# MATERIAL

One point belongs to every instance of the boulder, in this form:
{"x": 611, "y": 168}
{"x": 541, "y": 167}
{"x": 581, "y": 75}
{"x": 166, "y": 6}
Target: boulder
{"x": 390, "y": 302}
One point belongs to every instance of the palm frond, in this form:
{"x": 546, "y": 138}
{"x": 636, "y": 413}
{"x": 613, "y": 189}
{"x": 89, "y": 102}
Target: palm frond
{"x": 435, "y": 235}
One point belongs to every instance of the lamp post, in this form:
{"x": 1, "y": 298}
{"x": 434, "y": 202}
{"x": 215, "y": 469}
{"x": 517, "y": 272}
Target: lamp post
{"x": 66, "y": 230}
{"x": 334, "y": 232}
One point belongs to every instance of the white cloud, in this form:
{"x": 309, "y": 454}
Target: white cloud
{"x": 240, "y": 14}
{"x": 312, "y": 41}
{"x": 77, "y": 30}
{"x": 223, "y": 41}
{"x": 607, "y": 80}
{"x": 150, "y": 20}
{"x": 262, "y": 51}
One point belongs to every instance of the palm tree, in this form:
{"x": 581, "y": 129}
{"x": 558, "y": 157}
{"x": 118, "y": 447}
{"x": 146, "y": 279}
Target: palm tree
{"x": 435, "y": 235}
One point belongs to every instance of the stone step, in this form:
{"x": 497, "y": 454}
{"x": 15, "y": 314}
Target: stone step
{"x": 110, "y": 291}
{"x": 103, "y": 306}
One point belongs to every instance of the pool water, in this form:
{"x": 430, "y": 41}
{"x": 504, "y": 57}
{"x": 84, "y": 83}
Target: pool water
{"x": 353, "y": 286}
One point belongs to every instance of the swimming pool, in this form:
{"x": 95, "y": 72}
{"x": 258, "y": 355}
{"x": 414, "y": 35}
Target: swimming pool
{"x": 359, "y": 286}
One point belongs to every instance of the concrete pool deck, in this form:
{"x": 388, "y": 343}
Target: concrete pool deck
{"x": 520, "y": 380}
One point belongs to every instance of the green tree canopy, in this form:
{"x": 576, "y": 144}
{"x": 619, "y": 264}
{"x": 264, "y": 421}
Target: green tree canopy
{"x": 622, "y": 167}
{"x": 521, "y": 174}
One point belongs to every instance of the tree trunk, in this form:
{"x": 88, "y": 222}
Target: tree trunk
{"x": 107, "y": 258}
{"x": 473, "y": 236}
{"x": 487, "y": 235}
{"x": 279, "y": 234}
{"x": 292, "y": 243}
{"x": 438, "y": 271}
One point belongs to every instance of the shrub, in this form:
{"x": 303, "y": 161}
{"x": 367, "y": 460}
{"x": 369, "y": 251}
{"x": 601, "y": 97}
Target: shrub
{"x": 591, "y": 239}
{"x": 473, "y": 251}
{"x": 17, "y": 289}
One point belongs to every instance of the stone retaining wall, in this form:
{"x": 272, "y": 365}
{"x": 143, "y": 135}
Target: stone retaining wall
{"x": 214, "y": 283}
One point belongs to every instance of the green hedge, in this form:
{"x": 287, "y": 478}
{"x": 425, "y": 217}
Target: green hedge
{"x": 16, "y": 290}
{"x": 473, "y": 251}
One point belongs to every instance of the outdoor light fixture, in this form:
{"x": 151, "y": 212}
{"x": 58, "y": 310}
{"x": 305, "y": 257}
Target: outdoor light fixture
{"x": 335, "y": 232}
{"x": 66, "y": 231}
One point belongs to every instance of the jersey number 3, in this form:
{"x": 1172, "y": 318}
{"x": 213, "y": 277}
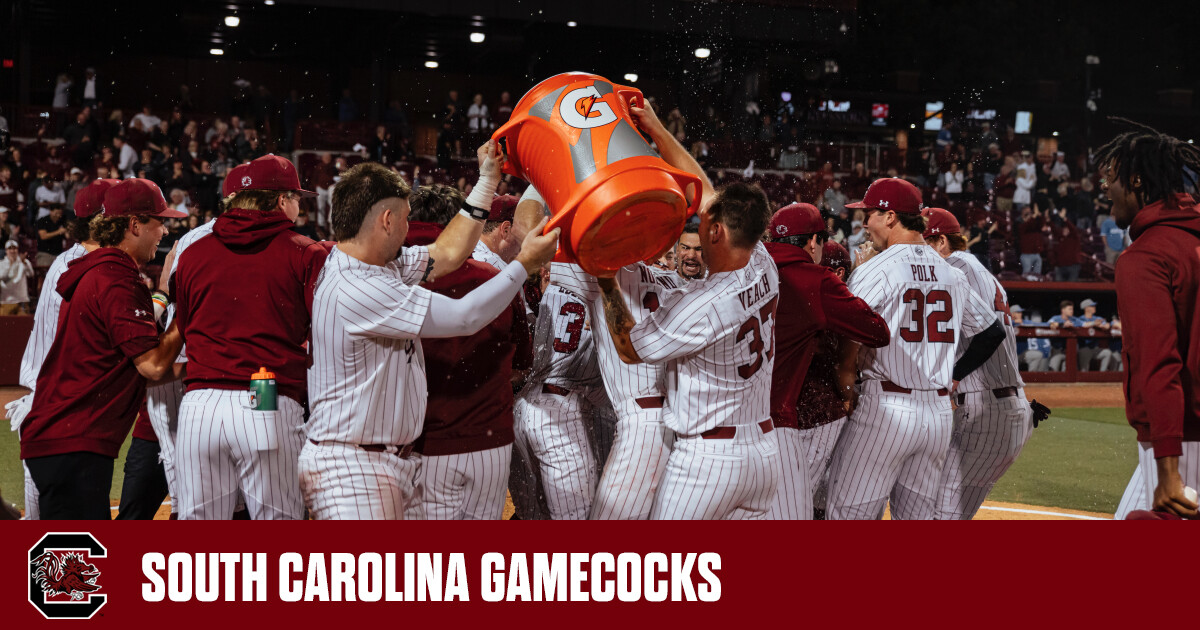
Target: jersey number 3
{"x": 574, "y": 328}
{"x": 754, "y": 327}
{"x": 929, "y": 325}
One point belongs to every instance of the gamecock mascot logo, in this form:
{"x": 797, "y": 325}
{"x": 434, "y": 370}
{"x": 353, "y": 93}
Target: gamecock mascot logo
{"x": 63, "y": 580}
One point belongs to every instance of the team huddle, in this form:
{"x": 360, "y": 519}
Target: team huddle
{"x": 431, "y": 360}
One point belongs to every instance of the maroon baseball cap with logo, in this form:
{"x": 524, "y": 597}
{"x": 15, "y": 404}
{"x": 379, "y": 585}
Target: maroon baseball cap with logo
{"x": 503, "y": 208}
{"x": 268, "y": 173}
{"x": 136, "y": 197}
{"x": 91, "y": 198}
{"x": 940, "y": 221}
{"x": 891, "y": 193}
{"x": 796, "y": 220}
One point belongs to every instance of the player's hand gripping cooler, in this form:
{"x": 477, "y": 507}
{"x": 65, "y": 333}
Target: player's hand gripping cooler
{"x": 616, "y": 201}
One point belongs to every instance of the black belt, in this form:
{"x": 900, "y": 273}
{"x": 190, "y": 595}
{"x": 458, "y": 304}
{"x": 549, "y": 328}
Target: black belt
{"x": 402, "y": 450}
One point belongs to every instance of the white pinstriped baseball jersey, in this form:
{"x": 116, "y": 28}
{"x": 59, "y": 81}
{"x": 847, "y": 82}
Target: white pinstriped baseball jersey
{"x": 928, "y": 307}
{"x": 366, "y": 384}
{"x": 717, "y": 337}
{"x": 46, "y": 318}
{"x": 563, "y": 347}
{"x": 643, "y": 289}
{"x": 1001, "y": 369}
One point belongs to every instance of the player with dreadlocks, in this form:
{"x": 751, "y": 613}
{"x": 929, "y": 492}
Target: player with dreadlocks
{"x": 1158, "y": 282}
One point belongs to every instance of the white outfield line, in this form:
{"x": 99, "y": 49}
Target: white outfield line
{"x": 1042, "y": 513}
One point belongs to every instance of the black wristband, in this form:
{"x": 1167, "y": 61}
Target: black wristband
{"x": 478, "y": 214}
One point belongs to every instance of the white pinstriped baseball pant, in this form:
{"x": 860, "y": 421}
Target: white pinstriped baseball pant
{"x": 634, "y": 467}
{"x": 162, "y": 405}
{"x": 342, "y": 481}
{"x": 893, "y": 448}
{"x": 552, "y": 442}
{"x": 720, "y": 479}
{"x": 462, "y": 486}
{"x": 793, "y": 501}
{"x": 989, "y": 433}
{"x": 1134, "y": 497}
{"x": 820, "y": 443}
{"x": 225, "y": 445}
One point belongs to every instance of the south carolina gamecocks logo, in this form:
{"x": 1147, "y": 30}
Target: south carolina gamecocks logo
{"x": 63, "y": 579}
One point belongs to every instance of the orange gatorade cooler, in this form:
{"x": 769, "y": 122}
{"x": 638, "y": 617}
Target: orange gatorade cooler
{"x": 616, "y": 201}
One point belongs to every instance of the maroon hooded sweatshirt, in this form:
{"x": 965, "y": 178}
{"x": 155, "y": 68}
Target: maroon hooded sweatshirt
{"x": 811, "y": 299}
{"x": 244, "y": 301}
{"x": 1158, "y": 285}
{"x": 469, "y": 378}
{"x": 89, "y": 391}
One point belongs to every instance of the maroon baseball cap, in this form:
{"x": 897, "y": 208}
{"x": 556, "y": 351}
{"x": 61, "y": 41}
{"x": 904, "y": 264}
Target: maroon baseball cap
{"x": 834, "y": 256}
{"x": 135, "y": 197}
{"x": 796, "y": 220}
{"x": 940, "y": 222}
{"x": 268, "y": 173}
{"x": 91, "y": 198}
{"x": 891, "y": 193}
{"x": 503, "y": 208}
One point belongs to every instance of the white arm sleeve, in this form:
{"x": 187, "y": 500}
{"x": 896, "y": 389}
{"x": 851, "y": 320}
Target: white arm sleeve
{"x": 468, "y": 315}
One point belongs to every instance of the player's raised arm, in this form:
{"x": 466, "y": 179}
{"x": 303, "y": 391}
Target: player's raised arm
{"x": 456, "y": 243}
{"x": 672, "y": 151}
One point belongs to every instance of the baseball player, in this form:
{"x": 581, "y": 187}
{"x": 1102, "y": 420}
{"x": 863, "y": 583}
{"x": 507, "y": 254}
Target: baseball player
{"x": 367, "y": 379}
{"x": 46, "y": 316}
{"x": 466, "y": 445}
{"x": 717, "y": 339}
{"x": 107, "y": 346}
{"x": 993, "y": 420}
{"x": 821, "y": 412}
{"x": 811, "y": 299}
{"x": 243, "y": 300}
{"x": 1147, "y": 174}
{"x": 895, "y": 443}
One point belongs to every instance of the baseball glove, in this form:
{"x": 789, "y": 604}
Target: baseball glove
{"x": 1041, "y": 412}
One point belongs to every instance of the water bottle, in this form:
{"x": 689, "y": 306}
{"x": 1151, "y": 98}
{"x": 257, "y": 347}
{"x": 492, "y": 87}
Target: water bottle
{"x": 262, "y": 390}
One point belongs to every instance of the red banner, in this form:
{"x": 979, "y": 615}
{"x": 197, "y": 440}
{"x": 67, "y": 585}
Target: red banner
{"x": 982, "y": 574}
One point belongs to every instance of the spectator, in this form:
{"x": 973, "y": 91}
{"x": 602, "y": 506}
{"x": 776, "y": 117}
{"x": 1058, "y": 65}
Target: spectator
{"x": 478, "y": 121}
{"x": 979, "y": 237}
{"x": 1114, "y": 240}
{"x": 51, "y": 232}
{"x": 145, "y": 121}
{"x": 126, "y": 157}
{"x": 1031, "y": 243}
{"x": 835, "y": 199}
{"x": 1035, "y": 352}
{"x": 1026, "y": 180}
{"x": 504, "y": 109}
{"x": 1087, "y": 348}
{"x": 63, "y": 91}
{"x": 347, "y": 109}
{"x": 952, "y": 181}
{"x": 1068, "y": 251}
{"x": 15, "y": 275}
{"x": 49, "y": 195}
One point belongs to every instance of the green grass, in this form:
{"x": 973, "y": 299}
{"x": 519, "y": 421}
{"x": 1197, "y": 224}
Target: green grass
{"x": 12, "y": 477}
{"x": 1080, "y": 459}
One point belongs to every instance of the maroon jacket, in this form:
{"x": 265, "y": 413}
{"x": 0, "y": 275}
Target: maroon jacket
{"x": 244, "y": 301}
{"x": 811, "y": 299}
{"x": 89, "y": 391}
{"x": 469, "y": 378}
{"x": 1158, "y": 285}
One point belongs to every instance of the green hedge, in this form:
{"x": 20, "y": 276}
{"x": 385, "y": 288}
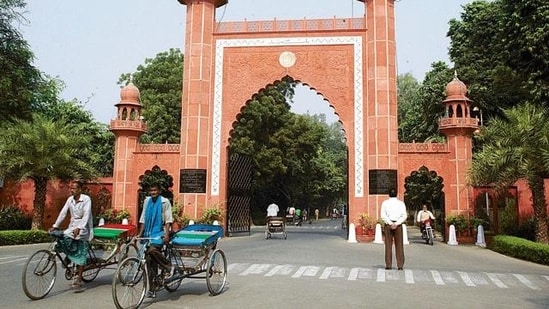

# WHAT IS ASKED
How many lines in the entries above contain the string "carolina"? Reply with the number alone.

# WRITTEN SOLUTION
2